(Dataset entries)
>>>>>

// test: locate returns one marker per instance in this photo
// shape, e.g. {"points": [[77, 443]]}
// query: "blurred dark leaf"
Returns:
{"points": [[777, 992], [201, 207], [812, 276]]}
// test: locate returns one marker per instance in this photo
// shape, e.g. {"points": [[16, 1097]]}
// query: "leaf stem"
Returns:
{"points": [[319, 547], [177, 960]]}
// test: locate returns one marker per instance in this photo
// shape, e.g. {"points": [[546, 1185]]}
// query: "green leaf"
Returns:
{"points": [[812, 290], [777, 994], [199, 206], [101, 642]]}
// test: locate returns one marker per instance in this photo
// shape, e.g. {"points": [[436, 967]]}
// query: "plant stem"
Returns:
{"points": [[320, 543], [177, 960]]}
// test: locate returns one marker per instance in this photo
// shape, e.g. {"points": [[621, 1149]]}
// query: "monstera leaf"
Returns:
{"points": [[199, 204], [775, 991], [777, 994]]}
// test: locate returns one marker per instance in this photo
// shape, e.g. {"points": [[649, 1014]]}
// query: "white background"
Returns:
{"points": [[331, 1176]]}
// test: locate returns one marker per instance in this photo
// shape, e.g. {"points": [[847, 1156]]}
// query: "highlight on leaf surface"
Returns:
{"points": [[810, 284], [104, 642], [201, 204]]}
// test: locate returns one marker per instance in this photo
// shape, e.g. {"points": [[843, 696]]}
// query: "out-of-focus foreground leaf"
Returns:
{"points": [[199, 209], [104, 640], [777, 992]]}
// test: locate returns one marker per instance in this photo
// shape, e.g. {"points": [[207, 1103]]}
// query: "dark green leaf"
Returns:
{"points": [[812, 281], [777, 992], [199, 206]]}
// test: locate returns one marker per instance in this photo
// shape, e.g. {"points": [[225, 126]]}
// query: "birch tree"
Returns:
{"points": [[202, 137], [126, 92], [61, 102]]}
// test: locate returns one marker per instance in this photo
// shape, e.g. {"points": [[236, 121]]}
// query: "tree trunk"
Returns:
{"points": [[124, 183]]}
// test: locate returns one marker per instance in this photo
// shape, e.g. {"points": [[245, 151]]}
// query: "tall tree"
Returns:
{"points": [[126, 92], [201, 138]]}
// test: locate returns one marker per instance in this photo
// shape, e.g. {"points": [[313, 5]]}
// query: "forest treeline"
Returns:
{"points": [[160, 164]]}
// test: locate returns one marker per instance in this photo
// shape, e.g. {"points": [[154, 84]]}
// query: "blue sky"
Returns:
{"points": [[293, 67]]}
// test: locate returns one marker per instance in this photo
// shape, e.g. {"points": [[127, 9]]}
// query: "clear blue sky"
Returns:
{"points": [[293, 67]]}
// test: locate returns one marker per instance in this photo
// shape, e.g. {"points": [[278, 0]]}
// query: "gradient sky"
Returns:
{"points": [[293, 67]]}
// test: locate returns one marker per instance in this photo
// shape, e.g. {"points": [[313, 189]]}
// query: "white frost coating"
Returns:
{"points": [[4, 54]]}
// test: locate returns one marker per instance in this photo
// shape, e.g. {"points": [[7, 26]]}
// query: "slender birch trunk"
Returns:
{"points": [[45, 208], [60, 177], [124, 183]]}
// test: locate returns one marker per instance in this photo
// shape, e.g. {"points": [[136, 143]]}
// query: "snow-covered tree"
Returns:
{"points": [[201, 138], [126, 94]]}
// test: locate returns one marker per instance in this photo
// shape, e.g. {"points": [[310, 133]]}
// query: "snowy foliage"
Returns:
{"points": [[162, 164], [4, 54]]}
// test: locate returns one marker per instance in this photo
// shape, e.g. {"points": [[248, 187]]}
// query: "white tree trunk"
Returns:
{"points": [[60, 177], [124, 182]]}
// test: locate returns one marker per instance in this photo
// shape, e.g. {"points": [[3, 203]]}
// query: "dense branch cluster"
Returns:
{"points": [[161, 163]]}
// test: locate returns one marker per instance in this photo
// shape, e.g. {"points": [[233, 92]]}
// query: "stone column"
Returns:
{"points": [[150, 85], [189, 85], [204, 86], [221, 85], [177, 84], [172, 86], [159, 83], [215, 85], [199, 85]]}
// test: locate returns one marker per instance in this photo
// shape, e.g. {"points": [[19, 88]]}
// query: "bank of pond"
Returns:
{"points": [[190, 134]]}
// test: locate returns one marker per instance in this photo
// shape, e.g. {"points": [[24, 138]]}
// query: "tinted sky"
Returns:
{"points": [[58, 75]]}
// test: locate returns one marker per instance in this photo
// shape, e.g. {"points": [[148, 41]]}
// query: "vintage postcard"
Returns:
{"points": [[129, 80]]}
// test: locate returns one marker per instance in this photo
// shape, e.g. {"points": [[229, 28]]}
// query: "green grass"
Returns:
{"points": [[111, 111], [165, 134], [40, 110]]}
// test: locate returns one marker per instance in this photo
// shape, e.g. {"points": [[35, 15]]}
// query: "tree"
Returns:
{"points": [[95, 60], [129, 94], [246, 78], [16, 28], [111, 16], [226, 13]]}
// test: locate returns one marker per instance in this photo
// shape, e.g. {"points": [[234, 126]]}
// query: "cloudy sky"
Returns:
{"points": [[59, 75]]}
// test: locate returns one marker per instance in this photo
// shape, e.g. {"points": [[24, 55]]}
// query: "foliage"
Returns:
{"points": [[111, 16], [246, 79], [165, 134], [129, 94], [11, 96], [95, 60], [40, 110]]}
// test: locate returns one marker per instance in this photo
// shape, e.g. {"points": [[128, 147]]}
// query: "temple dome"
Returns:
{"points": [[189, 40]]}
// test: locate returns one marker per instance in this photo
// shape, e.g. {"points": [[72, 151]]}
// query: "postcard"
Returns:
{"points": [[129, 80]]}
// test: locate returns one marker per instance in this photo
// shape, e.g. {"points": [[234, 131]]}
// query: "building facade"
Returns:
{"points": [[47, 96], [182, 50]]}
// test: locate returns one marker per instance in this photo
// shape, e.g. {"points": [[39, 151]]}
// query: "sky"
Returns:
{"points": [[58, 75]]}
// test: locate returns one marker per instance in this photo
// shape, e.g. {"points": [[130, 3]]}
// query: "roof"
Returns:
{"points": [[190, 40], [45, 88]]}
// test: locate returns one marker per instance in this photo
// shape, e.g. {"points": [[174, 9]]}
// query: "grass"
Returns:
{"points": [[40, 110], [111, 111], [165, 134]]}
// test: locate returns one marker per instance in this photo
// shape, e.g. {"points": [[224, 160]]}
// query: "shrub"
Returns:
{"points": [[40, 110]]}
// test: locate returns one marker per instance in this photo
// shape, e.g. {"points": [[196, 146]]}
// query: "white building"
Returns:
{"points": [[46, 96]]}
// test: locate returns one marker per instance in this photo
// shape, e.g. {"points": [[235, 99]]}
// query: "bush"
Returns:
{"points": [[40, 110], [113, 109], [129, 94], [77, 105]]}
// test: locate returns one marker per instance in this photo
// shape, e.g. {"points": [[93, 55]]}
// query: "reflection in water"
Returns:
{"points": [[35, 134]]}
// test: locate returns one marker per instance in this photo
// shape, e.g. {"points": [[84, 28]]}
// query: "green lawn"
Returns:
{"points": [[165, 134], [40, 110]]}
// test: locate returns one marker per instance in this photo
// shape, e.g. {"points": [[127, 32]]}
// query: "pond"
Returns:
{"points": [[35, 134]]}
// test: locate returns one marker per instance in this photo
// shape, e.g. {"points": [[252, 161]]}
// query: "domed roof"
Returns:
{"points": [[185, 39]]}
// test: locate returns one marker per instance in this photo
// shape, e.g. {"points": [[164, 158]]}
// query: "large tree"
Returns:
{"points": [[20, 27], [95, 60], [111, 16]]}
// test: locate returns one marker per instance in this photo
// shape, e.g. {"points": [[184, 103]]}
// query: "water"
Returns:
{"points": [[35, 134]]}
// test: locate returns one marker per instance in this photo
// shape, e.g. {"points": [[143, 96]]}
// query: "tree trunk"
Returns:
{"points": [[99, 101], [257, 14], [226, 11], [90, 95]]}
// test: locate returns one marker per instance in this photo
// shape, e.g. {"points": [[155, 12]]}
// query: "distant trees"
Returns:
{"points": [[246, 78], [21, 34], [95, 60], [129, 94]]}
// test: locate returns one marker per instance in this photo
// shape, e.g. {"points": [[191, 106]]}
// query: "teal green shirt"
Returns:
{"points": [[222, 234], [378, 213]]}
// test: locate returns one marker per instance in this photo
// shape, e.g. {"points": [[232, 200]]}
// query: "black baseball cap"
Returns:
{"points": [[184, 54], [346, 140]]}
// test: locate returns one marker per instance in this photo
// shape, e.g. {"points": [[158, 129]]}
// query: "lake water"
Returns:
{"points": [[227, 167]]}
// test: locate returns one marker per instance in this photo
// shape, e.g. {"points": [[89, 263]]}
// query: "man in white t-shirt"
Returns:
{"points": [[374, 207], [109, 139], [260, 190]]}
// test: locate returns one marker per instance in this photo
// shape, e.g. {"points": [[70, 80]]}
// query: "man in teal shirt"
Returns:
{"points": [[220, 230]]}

<<<<<

■ About this exercise
If a line in the entries above has the word "white", copy it.

■ Solved exercise
// query: "white background"
// query: "white frost coating"
// query: "white tree trunk"
// query: "white building"
// query: "man in white t-shirt"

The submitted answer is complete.